Dataset content -
* Start *

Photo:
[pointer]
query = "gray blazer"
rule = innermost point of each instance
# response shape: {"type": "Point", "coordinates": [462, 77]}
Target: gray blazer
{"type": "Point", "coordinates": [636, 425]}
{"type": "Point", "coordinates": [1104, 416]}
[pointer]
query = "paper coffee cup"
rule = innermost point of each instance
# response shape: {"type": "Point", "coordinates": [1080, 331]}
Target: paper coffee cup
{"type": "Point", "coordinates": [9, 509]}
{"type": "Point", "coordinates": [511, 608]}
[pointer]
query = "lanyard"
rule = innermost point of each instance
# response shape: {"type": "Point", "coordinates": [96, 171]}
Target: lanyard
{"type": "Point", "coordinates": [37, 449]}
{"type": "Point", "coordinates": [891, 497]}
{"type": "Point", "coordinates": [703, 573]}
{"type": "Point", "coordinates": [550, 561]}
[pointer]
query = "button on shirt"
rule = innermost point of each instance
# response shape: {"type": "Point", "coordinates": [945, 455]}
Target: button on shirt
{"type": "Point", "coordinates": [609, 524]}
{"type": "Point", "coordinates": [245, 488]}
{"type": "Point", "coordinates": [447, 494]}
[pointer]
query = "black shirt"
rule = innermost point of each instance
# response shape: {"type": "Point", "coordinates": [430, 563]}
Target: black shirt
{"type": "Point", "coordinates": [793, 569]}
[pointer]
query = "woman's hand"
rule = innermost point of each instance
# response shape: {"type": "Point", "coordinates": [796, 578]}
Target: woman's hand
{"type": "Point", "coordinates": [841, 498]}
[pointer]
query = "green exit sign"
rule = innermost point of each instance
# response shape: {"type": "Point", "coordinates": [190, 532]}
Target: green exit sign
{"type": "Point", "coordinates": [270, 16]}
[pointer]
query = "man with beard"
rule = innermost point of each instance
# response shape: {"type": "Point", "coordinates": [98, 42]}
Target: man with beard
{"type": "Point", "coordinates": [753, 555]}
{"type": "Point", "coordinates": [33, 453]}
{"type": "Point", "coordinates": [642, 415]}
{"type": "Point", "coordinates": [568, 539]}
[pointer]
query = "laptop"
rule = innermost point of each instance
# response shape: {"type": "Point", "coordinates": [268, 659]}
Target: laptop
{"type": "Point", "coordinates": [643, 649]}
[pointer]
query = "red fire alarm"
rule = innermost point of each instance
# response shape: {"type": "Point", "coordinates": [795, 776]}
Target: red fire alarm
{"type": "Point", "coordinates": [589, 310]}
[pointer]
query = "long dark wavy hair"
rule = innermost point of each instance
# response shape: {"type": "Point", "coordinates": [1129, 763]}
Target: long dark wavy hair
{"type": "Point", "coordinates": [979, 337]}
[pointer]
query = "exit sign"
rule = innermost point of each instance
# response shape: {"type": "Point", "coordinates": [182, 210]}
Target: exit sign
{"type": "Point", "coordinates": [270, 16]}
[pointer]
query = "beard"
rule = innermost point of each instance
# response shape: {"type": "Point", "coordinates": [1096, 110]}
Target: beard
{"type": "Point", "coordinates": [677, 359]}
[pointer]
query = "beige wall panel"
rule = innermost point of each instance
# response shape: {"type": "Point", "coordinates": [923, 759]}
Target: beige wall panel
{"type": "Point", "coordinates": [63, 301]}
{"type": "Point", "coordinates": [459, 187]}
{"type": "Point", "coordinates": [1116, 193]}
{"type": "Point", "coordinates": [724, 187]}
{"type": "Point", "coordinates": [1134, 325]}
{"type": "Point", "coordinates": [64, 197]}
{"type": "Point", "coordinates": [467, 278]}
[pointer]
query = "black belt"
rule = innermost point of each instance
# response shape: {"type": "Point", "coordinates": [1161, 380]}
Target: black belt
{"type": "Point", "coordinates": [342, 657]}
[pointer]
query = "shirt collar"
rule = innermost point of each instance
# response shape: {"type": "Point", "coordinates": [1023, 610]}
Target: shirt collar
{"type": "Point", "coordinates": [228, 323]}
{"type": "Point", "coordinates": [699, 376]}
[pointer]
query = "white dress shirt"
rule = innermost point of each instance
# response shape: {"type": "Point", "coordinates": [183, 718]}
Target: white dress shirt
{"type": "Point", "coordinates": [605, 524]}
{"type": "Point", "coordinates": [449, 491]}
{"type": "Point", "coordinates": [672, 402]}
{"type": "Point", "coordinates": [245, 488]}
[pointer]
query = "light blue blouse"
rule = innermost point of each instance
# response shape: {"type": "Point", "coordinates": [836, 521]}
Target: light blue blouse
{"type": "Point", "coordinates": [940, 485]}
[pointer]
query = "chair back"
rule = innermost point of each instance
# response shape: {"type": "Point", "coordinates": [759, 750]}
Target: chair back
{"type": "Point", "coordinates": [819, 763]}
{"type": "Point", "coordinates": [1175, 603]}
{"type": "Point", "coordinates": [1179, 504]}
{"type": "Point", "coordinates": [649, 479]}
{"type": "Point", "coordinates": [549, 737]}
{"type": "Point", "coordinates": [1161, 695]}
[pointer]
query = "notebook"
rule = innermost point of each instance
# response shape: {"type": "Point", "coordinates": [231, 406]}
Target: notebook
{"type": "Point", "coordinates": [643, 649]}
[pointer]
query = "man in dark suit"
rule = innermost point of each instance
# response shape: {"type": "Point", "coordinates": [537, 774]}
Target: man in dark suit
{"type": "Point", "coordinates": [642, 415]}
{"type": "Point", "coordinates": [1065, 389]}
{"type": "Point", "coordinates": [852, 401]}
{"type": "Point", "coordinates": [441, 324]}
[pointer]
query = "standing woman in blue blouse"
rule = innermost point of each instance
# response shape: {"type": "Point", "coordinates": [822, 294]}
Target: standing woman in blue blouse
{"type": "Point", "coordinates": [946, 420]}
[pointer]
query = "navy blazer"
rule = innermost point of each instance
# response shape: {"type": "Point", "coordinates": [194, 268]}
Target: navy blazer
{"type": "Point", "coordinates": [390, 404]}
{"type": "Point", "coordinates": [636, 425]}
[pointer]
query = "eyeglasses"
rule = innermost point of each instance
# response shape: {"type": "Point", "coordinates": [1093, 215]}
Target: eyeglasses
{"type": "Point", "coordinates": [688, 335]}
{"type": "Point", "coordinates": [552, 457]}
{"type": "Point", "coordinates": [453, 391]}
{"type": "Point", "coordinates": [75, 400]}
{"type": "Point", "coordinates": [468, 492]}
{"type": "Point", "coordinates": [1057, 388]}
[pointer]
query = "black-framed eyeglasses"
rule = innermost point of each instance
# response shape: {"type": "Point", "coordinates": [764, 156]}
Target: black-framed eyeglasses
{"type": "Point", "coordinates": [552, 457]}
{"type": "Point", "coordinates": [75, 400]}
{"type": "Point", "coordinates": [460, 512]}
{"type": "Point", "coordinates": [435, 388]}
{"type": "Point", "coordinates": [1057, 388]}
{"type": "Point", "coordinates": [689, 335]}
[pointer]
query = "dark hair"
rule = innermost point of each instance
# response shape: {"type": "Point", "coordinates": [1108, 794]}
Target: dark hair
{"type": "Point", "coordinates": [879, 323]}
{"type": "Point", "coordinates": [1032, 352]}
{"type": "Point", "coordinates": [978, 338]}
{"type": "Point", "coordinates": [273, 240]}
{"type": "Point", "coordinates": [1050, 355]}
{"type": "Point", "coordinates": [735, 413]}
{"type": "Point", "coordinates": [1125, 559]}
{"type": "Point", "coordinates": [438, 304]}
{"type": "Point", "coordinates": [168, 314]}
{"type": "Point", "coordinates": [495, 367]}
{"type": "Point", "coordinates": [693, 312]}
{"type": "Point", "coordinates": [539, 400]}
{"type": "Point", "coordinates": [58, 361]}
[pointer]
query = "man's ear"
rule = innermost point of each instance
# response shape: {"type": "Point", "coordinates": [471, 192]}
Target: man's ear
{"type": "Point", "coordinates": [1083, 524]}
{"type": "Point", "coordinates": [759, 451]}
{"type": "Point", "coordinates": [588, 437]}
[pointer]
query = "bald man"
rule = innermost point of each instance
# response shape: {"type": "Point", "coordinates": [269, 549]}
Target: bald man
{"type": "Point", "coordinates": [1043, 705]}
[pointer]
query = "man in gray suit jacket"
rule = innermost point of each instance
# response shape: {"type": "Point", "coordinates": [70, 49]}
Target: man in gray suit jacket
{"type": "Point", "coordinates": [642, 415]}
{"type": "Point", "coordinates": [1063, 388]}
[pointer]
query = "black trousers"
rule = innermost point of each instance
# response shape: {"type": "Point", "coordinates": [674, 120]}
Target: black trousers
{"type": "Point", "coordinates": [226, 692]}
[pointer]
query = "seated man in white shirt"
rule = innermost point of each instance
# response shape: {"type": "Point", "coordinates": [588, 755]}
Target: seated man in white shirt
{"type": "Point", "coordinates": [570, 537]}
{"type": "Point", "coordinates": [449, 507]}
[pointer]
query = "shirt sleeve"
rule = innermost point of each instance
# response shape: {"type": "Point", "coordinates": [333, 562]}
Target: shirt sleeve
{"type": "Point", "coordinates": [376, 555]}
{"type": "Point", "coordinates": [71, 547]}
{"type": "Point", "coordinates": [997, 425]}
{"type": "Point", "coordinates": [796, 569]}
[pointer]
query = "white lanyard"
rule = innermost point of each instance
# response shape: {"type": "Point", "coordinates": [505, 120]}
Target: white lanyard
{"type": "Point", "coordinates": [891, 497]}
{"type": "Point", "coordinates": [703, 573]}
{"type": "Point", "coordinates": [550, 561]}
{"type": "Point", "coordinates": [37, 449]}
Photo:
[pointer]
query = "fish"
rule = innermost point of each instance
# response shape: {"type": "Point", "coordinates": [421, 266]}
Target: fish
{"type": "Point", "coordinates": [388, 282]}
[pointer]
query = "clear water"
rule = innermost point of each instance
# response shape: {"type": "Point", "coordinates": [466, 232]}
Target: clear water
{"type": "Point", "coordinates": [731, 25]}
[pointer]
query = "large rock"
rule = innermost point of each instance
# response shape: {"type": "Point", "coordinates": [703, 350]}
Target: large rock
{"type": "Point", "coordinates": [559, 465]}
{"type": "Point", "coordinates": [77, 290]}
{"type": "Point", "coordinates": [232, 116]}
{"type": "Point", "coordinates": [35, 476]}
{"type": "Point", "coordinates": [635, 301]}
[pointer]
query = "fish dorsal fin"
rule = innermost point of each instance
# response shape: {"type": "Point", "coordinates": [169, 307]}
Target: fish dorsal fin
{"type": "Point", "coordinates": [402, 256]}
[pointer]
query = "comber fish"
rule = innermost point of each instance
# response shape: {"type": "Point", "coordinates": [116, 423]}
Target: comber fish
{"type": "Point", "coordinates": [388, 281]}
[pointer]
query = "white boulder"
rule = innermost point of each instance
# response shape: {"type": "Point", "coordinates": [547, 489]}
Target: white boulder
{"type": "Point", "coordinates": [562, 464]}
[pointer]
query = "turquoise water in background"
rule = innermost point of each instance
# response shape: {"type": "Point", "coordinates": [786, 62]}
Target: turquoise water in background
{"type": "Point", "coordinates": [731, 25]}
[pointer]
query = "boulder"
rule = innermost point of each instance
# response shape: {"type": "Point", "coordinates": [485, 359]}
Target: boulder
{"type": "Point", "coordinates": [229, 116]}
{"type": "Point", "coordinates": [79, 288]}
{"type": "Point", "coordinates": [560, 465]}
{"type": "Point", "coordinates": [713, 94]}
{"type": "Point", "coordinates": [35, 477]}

* End *

Pick out every line in the rows above that contains the string "fish", matching case exactly.

query = "fish"
Target: fish
query = "fish dorsal fin"
Target: fish dorsal fin
query = "comber fish"
Target: comber fish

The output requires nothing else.